— begin Information supplied —

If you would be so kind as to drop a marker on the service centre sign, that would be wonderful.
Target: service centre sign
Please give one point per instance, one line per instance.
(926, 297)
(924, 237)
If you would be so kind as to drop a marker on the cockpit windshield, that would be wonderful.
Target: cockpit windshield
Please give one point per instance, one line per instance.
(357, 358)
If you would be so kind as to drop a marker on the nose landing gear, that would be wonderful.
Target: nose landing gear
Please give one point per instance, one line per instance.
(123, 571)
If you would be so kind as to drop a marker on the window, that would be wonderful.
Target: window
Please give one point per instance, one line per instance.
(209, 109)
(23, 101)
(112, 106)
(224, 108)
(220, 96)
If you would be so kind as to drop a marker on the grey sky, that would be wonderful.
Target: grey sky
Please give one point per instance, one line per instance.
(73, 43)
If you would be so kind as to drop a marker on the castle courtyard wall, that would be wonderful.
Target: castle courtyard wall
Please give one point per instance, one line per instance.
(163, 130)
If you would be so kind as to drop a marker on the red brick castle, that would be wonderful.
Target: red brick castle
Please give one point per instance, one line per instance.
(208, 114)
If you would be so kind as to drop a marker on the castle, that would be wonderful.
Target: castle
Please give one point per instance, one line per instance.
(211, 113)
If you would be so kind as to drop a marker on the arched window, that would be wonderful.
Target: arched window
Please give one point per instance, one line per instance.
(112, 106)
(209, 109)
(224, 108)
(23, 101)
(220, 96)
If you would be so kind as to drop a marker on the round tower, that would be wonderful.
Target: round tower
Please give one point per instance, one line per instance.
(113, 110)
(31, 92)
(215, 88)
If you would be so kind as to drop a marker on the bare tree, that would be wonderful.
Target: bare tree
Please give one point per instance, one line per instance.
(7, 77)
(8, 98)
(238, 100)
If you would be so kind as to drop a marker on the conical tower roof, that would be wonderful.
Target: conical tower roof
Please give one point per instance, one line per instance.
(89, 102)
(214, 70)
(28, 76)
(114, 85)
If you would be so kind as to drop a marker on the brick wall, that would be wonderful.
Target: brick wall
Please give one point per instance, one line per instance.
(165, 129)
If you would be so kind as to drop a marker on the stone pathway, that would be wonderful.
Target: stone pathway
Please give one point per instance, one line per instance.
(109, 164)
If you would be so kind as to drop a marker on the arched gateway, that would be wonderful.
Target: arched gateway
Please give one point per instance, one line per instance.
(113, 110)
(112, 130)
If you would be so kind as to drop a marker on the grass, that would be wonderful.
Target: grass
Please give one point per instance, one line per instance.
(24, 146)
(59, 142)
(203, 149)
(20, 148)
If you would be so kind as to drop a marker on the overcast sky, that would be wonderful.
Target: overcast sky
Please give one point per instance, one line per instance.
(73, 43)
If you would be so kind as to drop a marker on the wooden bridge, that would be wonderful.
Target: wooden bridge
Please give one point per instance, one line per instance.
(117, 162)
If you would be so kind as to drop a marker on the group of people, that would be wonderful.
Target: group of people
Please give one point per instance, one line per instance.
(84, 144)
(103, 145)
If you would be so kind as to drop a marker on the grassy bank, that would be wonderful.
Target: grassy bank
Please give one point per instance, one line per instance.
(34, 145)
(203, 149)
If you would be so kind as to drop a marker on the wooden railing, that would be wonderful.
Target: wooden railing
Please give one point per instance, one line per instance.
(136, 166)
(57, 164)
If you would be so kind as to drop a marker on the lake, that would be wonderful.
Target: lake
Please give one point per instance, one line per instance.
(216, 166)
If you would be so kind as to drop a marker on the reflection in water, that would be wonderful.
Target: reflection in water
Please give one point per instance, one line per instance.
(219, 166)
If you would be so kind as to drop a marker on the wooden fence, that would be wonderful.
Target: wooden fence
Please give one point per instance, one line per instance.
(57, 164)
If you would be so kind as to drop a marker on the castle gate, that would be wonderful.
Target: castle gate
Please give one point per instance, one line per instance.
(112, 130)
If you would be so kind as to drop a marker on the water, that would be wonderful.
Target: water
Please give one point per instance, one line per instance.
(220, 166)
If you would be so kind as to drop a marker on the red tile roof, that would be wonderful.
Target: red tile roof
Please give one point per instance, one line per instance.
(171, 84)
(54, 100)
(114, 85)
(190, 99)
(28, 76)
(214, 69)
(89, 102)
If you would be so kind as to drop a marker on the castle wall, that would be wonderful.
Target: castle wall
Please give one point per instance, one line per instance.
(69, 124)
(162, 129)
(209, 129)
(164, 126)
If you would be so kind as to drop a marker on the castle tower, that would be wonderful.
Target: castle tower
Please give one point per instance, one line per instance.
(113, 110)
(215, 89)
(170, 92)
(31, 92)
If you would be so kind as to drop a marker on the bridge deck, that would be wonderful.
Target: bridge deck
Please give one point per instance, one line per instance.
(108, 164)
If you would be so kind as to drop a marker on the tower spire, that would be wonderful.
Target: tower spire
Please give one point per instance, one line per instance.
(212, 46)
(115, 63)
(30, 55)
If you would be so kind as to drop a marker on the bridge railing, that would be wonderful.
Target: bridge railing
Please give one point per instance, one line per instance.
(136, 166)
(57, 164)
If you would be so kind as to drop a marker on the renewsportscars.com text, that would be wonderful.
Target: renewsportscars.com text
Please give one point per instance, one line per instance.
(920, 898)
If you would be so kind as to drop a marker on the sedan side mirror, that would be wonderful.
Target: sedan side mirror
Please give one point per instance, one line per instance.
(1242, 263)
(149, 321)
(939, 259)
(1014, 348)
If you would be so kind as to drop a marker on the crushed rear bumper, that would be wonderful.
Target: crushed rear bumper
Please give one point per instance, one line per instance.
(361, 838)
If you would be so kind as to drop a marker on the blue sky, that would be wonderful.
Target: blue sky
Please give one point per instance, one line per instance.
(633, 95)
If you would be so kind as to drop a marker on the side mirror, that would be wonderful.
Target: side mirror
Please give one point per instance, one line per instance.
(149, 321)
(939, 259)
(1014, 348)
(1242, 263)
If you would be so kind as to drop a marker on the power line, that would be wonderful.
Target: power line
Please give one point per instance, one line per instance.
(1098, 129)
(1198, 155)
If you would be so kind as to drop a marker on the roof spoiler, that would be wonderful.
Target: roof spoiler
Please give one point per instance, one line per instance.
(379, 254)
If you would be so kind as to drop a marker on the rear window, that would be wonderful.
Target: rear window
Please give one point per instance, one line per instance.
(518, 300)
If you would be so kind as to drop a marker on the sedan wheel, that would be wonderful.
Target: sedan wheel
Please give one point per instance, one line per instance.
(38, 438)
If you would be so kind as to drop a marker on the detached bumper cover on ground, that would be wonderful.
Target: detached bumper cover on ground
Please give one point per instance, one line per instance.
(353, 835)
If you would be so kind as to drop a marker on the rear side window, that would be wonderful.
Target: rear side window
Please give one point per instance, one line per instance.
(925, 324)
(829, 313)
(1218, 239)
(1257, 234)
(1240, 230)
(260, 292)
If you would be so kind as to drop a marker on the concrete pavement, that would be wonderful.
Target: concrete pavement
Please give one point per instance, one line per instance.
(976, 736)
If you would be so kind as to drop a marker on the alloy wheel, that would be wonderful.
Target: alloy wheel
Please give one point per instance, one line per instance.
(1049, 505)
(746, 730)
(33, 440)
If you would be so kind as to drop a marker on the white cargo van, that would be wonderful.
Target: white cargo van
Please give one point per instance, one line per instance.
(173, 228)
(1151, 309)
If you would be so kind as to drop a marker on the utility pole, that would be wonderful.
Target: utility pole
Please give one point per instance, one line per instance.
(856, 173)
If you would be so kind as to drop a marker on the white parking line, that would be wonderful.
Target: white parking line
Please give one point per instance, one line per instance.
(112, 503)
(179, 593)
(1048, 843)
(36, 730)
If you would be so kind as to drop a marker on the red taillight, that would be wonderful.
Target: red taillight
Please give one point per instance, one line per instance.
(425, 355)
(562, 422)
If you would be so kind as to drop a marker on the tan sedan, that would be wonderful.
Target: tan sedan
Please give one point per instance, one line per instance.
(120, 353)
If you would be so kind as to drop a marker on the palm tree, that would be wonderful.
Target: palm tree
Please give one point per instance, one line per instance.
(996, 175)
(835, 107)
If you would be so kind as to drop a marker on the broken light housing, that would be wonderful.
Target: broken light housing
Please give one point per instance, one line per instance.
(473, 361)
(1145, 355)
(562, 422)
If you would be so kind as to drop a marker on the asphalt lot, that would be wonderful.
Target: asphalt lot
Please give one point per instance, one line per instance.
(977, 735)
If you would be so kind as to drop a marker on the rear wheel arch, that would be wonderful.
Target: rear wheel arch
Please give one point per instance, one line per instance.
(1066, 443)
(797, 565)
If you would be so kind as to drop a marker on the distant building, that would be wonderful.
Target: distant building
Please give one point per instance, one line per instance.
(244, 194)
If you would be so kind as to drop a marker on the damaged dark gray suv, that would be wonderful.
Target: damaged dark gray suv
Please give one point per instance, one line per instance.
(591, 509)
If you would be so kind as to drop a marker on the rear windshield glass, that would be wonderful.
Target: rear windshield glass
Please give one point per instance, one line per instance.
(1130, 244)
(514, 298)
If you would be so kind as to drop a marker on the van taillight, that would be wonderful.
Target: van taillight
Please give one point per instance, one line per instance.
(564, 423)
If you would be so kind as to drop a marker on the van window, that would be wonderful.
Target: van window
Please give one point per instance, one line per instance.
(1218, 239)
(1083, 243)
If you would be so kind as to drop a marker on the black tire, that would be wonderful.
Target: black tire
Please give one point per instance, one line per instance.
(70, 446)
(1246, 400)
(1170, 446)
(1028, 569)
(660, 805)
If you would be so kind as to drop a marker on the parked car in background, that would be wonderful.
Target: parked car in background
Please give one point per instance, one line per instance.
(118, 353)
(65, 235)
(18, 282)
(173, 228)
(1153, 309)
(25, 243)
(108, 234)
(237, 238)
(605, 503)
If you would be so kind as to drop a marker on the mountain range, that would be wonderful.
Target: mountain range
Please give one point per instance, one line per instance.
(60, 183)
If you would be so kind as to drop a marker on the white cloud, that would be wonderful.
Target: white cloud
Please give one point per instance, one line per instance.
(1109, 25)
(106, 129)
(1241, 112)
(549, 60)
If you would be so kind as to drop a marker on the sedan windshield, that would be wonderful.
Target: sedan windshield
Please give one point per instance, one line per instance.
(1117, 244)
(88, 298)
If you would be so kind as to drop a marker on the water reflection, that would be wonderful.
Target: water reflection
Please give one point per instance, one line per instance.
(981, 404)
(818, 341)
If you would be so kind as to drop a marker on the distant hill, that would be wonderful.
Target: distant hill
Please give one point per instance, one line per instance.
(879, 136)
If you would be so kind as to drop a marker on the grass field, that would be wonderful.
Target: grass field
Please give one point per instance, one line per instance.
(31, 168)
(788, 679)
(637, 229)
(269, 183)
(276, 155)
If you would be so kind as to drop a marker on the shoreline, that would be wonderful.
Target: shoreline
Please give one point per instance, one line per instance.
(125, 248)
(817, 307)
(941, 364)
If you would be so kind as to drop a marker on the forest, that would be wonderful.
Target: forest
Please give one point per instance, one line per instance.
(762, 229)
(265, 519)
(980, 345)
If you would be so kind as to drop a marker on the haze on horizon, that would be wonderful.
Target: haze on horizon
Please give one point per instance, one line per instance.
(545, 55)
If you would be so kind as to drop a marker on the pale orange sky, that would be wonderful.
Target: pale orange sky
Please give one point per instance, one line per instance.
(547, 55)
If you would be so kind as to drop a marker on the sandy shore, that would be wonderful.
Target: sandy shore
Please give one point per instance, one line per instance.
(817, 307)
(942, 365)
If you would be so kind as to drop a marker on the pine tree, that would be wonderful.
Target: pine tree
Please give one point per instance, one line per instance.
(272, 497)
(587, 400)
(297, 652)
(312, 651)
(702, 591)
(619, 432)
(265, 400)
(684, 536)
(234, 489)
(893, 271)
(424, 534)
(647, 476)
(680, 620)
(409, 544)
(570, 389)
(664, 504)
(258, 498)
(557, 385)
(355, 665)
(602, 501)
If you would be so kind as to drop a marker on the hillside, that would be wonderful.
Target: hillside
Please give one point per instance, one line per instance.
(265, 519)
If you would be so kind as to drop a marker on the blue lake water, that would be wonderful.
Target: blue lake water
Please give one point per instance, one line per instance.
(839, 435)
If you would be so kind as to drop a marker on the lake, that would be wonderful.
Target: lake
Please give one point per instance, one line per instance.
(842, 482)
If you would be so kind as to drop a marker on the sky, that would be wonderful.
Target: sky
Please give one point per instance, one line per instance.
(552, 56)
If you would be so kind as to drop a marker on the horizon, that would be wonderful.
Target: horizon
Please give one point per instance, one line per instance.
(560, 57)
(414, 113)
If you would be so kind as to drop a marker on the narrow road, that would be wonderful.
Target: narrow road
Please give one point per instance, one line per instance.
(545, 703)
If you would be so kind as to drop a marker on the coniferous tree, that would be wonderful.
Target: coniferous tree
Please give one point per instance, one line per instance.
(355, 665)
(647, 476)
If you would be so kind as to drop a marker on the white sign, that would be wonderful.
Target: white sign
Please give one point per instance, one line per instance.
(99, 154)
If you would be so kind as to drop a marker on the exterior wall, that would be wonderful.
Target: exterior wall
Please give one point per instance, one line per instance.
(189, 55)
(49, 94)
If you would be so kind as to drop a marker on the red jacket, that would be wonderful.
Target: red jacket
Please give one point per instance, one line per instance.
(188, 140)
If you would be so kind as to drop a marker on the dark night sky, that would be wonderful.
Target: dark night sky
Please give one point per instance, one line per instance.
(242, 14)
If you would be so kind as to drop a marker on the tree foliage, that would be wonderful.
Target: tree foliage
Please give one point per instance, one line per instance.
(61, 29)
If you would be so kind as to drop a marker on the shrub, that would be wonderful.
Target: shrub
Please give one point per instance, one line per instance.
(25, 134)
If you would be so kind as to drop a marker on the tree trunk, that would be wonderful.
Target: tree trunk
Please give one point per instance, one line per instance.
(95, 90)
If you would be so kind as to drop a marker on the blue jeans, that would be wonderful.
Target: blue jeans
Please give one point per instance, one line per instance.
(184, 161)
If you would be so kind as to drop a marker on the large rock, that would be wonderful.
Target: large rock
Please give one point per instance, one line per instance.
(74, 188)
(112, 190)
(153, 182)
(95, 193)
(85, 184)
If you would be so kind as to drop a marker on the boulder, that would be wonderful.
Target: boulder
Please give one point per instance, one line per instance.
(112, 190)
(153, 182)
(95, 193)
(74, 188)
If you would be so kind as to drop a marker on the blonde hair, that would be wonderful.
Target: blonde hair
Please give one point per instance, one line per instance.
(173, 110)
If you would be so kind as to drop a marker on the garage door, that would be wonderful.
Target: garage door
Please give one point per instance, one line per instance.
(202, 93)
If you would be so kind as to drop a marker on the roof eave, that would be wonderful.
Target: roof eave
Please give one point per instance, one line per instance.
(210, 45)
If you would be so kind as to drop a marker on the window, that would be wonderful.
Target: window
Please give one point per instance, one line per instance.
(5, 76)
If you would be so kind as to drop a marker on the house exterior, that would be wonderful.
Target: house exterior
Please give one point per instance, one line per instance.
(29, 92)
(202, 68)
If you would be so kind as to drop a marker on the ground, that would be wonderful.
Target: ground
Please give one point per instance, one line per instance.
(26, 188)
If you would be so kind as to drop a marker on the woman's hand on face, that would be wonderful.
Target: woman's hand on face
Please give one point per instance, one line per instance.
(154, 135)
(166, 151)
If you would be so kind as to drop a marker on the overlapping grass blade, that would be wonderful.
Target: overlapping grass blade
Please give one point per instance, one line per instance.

— end Information supplied —

* Your task:
Quote the line that contains "eave, that would be wonderful." and each line after it through the end of the data, exactly, leaving out everything else.

* The solution:
If you would be so kind as to drop a marker on the roof eave, that would be wonderful.
Target: roof eave
Please give one point per instance, one line per instance.
(210, 45)
If you would be so kind as to drop a marker on the window, that would be wonderful.
Target: window
Please give one point per instance, one line per instance.
(5, 76)
If you would be so kind as to drop a marker on the house exterior, that would be wonderful.
Target: house exterior
Please give one point per instance, one line per instance.
(29, 92)
(202, 68)
If you would be so kind as to drop a marker on the ground, that would be wonderful.
Target: ground
Please give one point per instance, one line per instance.
(26, 188)
If you would be so kind as to drop a marker on the woman's hand on face, that would be wonderful.
Target: woman's hand on face
Please give one point per instance, one line per instance.
(154, 135)
(166, 151)
If you would be so kind as to drop a marker on the overlapping grass blade, that would be wonderful.
Target: overlapping grass blade
Please give one point per instance, one line per instance.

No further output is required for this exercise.